- **Referring expression data**:
☆ ☆ ☆ ☆

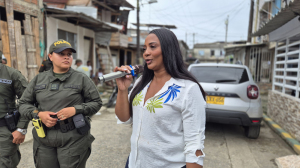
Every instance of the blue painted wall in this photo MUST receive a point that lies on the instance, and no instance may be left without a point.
(276, 6)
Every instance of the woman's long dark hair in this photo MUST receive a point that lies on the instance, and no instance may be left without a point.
(173, 63)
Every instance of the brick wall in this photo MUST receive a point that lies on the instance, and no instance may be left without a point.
(25, 6)
(285, 110)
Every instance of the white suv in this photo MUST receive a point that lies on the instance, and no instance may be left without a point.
(232, 95)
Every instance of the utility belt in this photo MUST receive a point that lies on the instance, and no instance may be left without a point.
(10, 120)
(78, 121)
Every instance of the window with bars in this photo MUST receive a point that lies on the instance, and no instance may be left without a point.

☆ ☆ ☆ ☆

If pictures appear among the records, do not carry them over; retype the rest exactly.

- **Response**:
Every instance of the blue painted wall in this photo MUST receive a point that lies on the instance, and no instance may be left without a point.
(276, 6)
Every instance of the woman's long dark hair in this photo MUST receive a point that lies on the instance, and no instance may be left without a point.
(173, 63)
Every instance of the brick wall in this photo MUST receive a point that lies on the instance, and no instance may be left without a point.
(25, 6)
(285, 110)
Every instance of the white suv in this photo MUST receive a point that lies on the instance, and no instance may be left without a point.
(232, 95)
Every instance of the utility belt in this photo MUST receive a point that lies on the instance, and no instance may be left without a point.
(10, 120)
(78, 121)
Every instance of the window with bars in this photo MUST receive a point that lies on the instance, and no instance may be left without a point.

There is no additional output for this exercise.